▶ Job: Copy the listing, starting with the line that contains "Check that each instance of the horizon" and going on through the line that contains "[(773, 397)]", and multiply every coordinate in the answers by 1.15, rounding to whole numbers with halves going up. Give only those lines, requests included, and leave the pictures out.

Records of labeled points:
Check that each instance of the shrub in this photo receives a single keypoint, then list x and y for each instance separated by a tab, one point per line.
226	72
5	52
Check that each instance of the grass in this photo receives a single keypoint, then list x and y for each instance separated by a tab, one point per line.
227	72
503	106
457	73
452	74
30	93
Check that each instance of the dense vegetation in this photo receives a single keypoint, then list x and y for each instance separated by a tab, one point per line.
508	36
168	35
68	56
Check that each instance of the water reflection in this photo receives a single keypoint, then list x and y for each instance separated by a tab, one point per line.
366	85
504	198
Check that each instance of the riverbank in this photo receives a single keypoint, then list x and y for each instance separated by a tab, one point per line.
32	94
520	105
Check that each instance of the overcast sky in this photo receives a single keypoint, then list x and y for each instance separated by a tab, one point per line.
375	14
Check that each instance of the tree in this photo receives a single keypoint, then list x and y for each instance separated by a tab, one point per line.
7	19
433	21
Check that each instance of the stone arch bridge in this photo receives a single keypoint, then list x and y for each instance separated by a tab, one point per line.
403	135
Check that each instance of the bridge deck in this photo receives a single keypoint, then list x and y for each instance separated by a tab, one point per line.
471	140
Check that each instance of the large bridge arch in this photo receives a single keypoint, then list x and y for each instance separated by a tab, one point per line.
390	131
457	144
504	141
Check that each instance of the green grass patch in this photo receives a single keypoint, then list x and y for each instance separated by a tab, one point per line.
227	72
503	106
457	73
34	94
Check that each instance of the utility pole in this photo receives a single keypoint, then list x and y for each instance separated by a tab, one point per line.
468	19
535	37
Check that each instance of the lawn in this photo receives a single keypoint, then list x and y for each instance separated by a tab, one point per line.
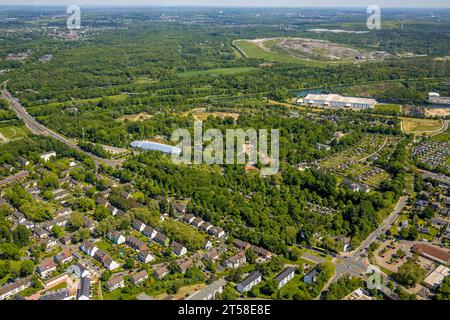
388	108
218	71
413	125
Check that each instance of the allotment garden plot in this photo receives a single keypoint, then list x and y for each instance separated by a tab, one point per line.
357	162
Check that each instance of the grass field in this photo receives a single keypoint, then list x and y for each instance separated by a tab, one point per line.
218	71
119	97
411	125
252	50
135	117
388	108
202	116
13	133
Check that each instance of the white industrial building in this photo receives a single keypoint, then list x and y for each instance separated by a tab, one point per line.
337	101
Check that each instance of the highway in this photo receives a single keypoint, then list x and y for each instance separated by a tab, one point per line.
39	129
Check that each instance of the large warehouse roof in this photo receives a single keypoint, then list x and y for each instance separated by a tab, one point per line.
155	146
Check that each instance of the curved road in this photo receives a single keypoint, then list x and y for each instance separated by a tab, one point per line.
39	129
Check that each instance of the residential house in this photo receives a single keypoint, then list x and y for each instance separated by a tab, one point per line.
180	207
63	294
112	209
106	260
65	240
138	225
213	255
115	283
210	292
88	248
47	156
161	272
89	224
262	253
9	290
185	265
252	280
46	267
136	244
311	276
79	270
84	290
139	277
145	256
197	222
217	232
116	237
205	226
66	212
28	224
19	217
60	194
285	276
40	233
64	257
241	245
188	218
208	244
161	239
24	162
235	261
178	249
149	232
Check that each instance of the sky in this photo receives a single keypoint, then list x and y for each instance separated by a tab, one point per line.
239	3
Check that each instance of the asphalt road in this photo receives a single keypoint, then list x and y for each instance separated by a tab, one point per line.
354	263
38	129
387	223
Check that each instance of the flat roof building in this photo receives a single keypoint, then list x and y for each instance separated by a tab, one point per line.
337	101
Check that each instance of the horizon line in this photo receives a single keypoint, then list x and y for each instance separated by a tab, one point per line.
214	6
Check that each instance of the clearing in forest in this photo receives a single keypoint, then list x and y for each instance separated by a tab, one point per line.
135	117
295	49
418	126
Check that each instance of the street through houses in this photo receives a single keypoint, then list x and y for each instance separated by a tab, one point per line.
355	263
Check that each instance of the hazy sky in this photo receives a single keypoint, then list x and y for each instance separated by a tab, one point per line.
240	3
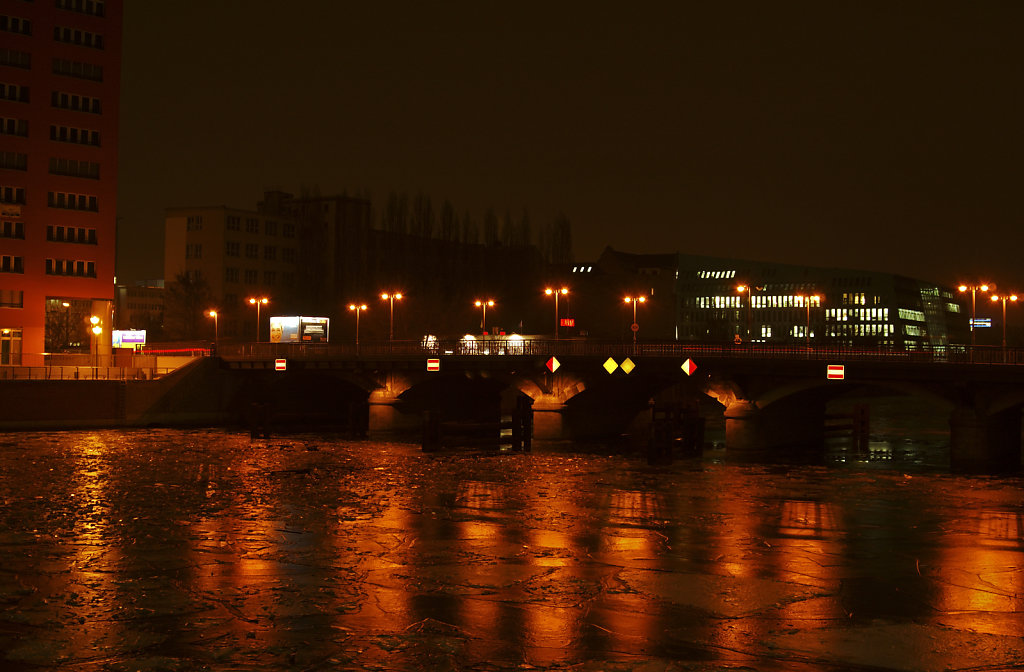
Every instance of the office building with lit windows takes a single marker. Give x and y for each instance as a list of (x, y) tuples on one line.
[(721, 300), (59, 86), (232, 254)]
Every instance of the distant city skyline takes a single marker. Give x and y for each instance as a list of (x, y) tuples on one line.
[(862, 136)]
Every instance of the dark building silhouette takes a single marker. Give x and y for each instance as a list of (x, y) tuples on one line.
[(314, 255)]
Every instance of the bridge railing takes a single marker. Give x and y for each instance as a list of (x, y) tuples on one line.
[(500, 346)]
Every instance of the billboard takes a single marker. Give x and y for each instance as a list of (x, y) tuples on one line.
[(298, 329), (127, 338)]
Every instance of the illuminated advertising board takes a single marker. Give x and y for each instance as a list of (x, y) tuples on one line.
[(127, 338), (297, 329)]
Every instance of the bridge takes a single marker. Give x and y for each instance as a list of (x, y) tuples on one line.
[(773, 397)]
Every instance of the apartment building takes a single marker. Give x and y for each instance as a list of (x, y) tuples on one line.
[(59, 88)]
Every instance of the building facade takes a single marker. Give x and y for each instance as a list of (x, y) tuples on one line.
[(232, 255), (722, 300), (59, 88), (314, 255)]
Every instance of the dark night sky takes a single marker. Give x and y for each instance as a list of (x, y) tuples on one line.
[(877, 135)]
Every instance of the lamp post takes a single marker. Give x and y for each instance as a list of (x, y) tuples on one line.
[(96, 331), (974, 304), (67, 307), (555, 293), (635, 327), (807, 302), (747, 289), (357, 308), (483, 319), (216, 329), (391, 298), (1004, 298), (257, 301)]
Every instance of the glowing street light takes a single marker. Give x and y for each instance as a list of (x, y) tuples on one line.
[(1012, 297), (483, 320), (216, 330), (555, 293), (634, 300), (67, 307), (392, 297), (357, 308), (262, 300), (974, 289), (807, 301)]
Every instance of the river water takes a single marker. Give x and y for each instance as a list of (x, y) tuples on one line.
[(170, 549)]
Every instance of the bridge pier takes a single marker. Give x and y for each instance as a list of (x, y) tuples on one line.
[(549, 419), (982, 442), (753, 432), (386, 420)]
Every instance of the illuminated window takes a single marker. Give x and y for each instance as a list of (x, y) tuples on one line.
[(9, 228), (11, 264), (10, 126), (15, 25)]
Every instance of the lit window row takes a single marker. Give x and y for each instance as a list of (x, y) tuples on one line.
[(716, 275), (78, 69), (859, 315), (834, 331), (15, 58), (71, 267), (12, 195), (76, 102), (9, 228), (77, 37), (71, 235)]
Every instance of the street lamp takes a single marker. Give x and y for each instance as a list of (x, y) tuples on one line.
[(357, 308), (392, 297), (216, 329), (262, 300), (67, 307), (96, 331), (1012, 297), (808, 300), (555, 293), (974, 297), (483, 319), (634, 300), (747, 289)]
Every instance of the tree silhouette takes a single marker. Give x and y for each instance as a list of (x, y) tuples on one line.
[(184, 301)]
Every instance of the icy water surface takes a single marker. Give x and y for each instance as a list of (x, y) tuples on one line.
[(206, 550)]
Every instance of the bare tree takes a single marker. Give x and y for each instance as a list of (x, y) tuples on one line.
[(184, 300)]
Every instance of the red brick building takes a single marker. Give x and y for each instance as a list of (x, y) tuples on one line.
[(59, 87)]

▶ Exercise result:
Check that each instance of the horizon line in this photo receives a single keypoint, then list x and y for each instance separated by a tab, one point per line.
246	7
Check that each instance of the clearing in forest in this photo receives a single keypoint, then list x and y for each instance separated by a tab, one point per line.
155	135
339	56
481	145
Check that each instance of the street through houses in this photo receives a single keypoint, then list x and y for each instance separated by a tab, one point per line.
408	302
Check that each instance of the hazy sky in this photo receives a single keypoint, then list x and y for each instance separated by a tab, one point per line.
276	3
Every instance of the office building with lit windows takes a single marker. Give x and y for each instance as a list of (x, y) tuples on one line.
[(829, 345), (68, 99), (267, 292)]
Every instance of the distant city skyline takes a single marker. Give x and y for each instance as a list of (x, y) tuples on one line.
[(991, 156)]
Every instance of the dark building silhouette takes a single marker. Give x and y for each instance as a list of (x, y) tuples on one line.
[(361, 293)]
Every instance of the bridge railing takes a single marker. Give x and y for each instance as a list of (x, y) tuples on one line.
[(575, 398)]
Every instance of the billboard takes a single marker. Give x and y for each instance as a list of (x, y) tuples on one line.
[(343, 378), (146, 389)]
Every instance of the illuminated advertising board takes a single marker. Give x and y for each instance as a list of (x, y) tuples on one line.
[(146, 389), (342, 378)]
Every instance of the bridge takes a single marker. Give x and y for each instance as a list of (x, y) tuples on one line.
[(889, 457)]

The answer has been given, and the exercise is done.